■ **SUPPLIED RECORDS**
......
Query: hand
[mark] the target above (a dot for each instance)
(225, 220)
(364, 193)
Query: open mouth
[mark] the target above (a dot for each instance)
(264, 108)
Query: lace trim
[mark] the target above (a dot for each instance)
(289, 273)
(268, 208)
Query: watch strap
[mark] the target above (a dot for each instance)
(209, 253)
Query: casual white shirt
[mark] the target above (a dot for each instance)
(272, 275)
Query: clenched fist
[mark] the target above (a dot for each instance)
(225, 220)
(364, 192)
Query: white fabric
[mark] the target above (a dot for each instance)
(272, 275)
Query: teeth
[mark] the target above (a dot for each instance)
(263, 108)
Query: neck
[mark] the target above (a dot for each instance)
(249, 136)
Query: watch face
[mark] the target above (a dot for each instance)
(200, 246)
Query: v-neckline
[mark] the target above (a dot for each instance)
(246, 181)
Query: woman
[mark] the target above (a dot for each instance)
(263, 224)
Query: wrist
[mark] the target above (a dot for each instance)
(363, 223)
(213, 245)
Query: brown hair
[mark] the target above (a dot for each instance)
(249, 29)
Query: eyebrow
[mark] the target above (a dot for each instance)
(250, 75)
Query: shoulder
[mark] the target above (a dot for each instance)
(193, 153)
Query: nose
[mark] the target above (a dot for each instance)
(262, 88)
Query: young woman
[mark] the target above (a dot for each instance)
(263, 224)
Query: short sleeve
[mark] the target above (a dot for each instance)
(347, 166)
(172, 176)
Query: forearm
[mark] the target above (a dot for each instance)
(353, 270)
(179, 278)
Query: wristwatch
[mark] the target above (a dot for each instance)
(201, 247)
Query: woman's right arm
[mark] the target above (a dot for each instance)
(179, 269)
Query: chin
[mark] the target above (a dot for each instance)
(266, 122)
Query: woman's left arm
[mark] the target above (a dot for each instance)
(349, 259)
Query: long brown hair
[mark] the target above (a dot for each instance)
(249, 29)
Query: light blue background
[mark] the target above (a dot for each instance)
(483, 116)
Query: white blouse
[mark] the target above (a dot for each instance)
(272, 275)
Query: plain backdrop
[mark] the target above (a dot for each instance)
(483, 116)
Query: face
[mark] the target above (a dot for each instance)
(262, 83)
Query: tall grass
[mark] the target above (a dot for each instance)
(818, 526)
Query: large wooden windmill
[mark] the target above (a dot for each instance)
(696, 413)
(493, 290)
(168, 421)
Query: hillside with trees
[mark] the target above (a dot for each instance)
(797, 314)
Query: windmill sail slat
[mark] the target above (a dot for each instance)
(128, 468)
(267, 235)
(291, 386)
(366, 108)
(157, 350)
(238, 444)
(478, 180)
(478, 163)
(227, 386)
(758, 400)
......
■ **THE PROBLEM**
Where a line of the records holds the word "white", copy that line.

■ **ANSWER FOR THE TASK**
Query: casual white shirt
Query: white fabric
Query: white blouse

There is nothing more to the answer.